> Activities
(a) In the article about the Middlebury Planned Parenthood move below, how many patients did the Middlebury branch see in 2016?
(b) Reproduce the Planned Parenthood article below word for word, from "Planned Parenthood moves" up to and including "to the doctor.".
(c) Continue the article below about the Middlebury Planned Parenthood office's move to a new building, starting right after its final sentence.

> Text passage
______
Planned Parenthood moves to a brighter, busier building

MIDDLBURY — Last fall, the Planned Parenthood office in Middlebury announced a move from their standalone building on Route 7 South to a suite in a medical office building at 1330 Exchange St. A local team of health care providers worked with local builders to retrofit an office that is the envy of many around. It’s bright, open, colorful and welcoming. Exactly what you need when you have to go to the doctor.
The Middlebury center has moved several times since it was founded in the 1970s as part of Planned Parenthood of Vermont. That first office was in the Courthouse on Court Street, then in the early 1980s it moved down the road to 75 Court Street and transitioned to become an affiliate of Planned Parenthood of Northern New England.
In the late 1990s the branch raised funds and purchased a condo at 102 Court Street, where they stayed until 2013. That’s when they moved to Route 7 South, which was always intended as a temporary location until finding a more suitable space. October of 2017 is when they made that move to 1330 Exchange Street, where the office staff hopes to be located for at least the next ten years.
Lucy Leriche, Planned Parenthood of Northern New England’s Vice President of Public Policy for Vermont, told the Independent that the move enables the Middlebury center to nearly double its capacity for care.
“We are growing from a single exam room in the previous location to two exam rooms and a consultation room,” Leriche says.
That will enable medical professionals to see up to 20 more patients each week, Leriche estimates, which is quite significant for a small clinic operating just three or four days a week.
The Middlebury Planned Parenthood branch saw 874 patients in 2016 (the latest year for which data was available). The data shows that 22 percent of these patients were teens, and 43 percent were in their 20s.
Approximately 87 percent of patients were females, but Leriche says males are the fastest-growing service population for the organization nationally.
“We are proud to offer services to anyone,” Leriche says of Planned Parenthood’s open door approach. “We offer a sliding fee scale and never turn a patient away for inability to pay.” In fact, 47 percent of patients served at the Middlebury location in 2016 earned less than $18,000 per year and were funded through Medicaid or other public assistance programs. Of course that means that most other patients fall in higher-income brackets and simply choose to seek care with Planned Parenthood’s providers.
______
> Study material
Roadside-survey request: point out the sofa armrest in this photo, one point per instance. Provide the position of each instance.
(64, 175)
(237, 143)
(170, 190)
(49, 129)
______
> Answers for this exercise
(a) 874 patients.

(b)
Planned Parenthood moves to a brighter, busier building

MIDDLBURY — Last fall, the Planned Parenthood office in Middlebury announced a move from their standalone building on Route 7 South to a suite in a medical office building at 1330 Exchange St. A local team of health care providers worked with local builders to retrofit an office that is the envy of many around. It’s bright, open, colorful and welcoming. Exactly what you need when you have to go to the doctor.

(c)
Leriche says the Middlebury move into a larger space is with hopes and plans to expand services and meet what Planned Parenthood of Northern New England has deemed a greater opportunity in the area.
“We draw clients to that office from Middlebury, Bristol, Vergennes, New Haven and Brandon,” Leriche says. It is one of 12 Planned Parenthood health centers in Vermont, with the next closest locations in Rutland, Williston and Burlington.
   THE MIDDLEBURY PLANNED Parenthood office has moved to the medical office building at 1330 Exchange St. in Middlebury. 
Independent photo/Trent Campbell
The most routine services provided at Planned Parenthood clinics in Vermont are family planning, counseling and contraception (37 percent), symptom screening and care (24 percent), testing for sexually transmitted infections (13 percent), cancer screening and treatment (10 percent), abortion care and counseling (6 percent), pregnancy testing (5 percent) and other care (5 percent).
Not all services are offered at all clinics, with more procedural services limited to large clinics.
Middlebury’s clinic to date has had limited services, not including abortion procedures or other more invasive services, but with their expanded space Leriche says they do expect to add some services and hope to expand the options to meet patient needs.
One service new to the Middlebury clinic is that they now have a mental health counselor who will be onsite during all open hours and can address a wide range of mental health care needs.
The move to Exchange Street puts the Planned Parenthood clinic among many other health practices with offices in that part of town. Leriche says the local reception has been incredibly supportive, positive and encouraging.
“One of our main interests when determining sites for clinics is accessibility,” Leriche says. “We want to be visible and a place that people can travel to easily and frequently so they know where we are, but we also want people to have privacy and confidentiality when they come to our clinics.” Exchange Street seems to be a perfect fit.
The new office is situated within the office building at 1330 Exchange St., alongside Eye Care Associates, Porter Pediatrics, and several other Porter Medical Center health clinics and offices. People walking into the building could just as easily be going to any of these other offices, which helps the anonymity factor important to many patients.
“We are very proud of all of the services we offer,” Leriche states, “but also recognize that to some extent there is a stigma that’s been associated with our brand and some of the services we provide. We want to do everything we can to erase that stigma.”
As with many things, direct experience works quickly to increase accuracy of knowledge about what Planned Parenthood really does, Leriche says. Knowing that 99 percent of women of reproductive age have used birth control in their lives and that one in every five women have used Planned Parenthood may help others recognize the need for safe, professional and caring clinics to care for these needs.